Passage provided:
......
# Sucker fishing



## JohnJH (Feb 3, 2015)

Anyone know anywhere that has a decent amount of suckers to catch? Wanna try ️fishing for them with ultralight gear. Saw a video of it and it looks like fun. If you don't wanna give up a spot you can PM me. Or even just give me an idea as to what to look for to find em. Thanks


----------



## zimmerj (Oct 17, 2014)

Between now and probably late April the rivers in northeast Ohio from Vermillion to Conneaut get good runs of suckers. If you don't mind wading you can have a good time.


----------



## Ambitious angler (Feb 19, 2016)

zimmerj said:


> Between now and probably late April the rivers in northeast Ohio from Vermillion to Conneaut get good runs of suckers. If you don't mind wading you can have a good time.


Cascade park in elyria has good runs of them when the steelies come in. Shouldn't be too far off of that. Just gotta fish at the fork in the river where they come in.


----------



## bountyhunter (Apr 28, 2004)
......
Recorded information:
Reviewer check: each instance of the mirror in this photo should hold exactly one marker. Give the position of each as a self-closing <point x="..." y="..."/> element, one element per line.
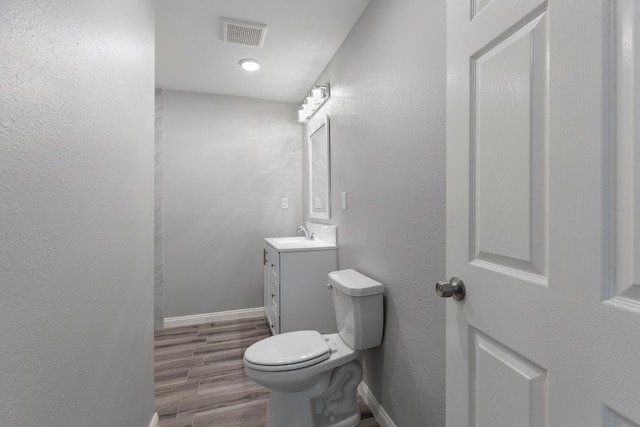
......
What to work on:
• a. In the sucker fishing thread, where in Cascade Park does the poster say to fish?
• b. Continue the sucker fishing thread from the point where it stops.
The lines aren't needed for anything here.

Final results:
• a. At the fork in the river where the suckers come in.

• b.
JohnJH said:


> Anyone know anywhere that has a decent amount of suckers to catch? Wanna try ️fishing for them with ultralight gear. Saw a video of it and it looks like fun. If you don't wanna give up a spot you can PM me. Or even just give me an idea as to what to look for to find em. Thanks


----------



## bountyhunter (Apr 28, 2004)

where you located? any where along the nim creek off rt 62 and middlebranch rd, is good.


----------



## FISHAHOLIC85 (Apr 22, 2011)

Rocky River gets a great run of them. Normally mid march-april should kick it off. I've caught em on spawn sacs, gulp minnows, can prob catch em drifting crawlers or salted shiners under a float too. They get THICK in there. good place to start in the beginning is between Emerald necklace marina to Morley ford. They stack up under the dams and fords. Good luck and have fun!


----------



## laynhardwood (Dec 27, 2009)

When the river is up and muddy suckers will still bite if you find the right spot. It really doesn't matter how dirty the water is at all. I have done plenty of sucker fishing when all else is a no go. The white suckers run first and now is a good time to target them. The red horse suckers run a little later and those can be very large and fun to catch. I prefer the vermilion river because it's my home river but I'm sure they all get good runs.


----------



## JohnJH (Feb 3, 2015)

bountyhunter said:


> where you located? any where along the nim creek off rt 62 and middlebranch rd, is good.


Im near clinton


----------



## Doboy (Oct 13, 2008)

Franklin???? South of Alliance.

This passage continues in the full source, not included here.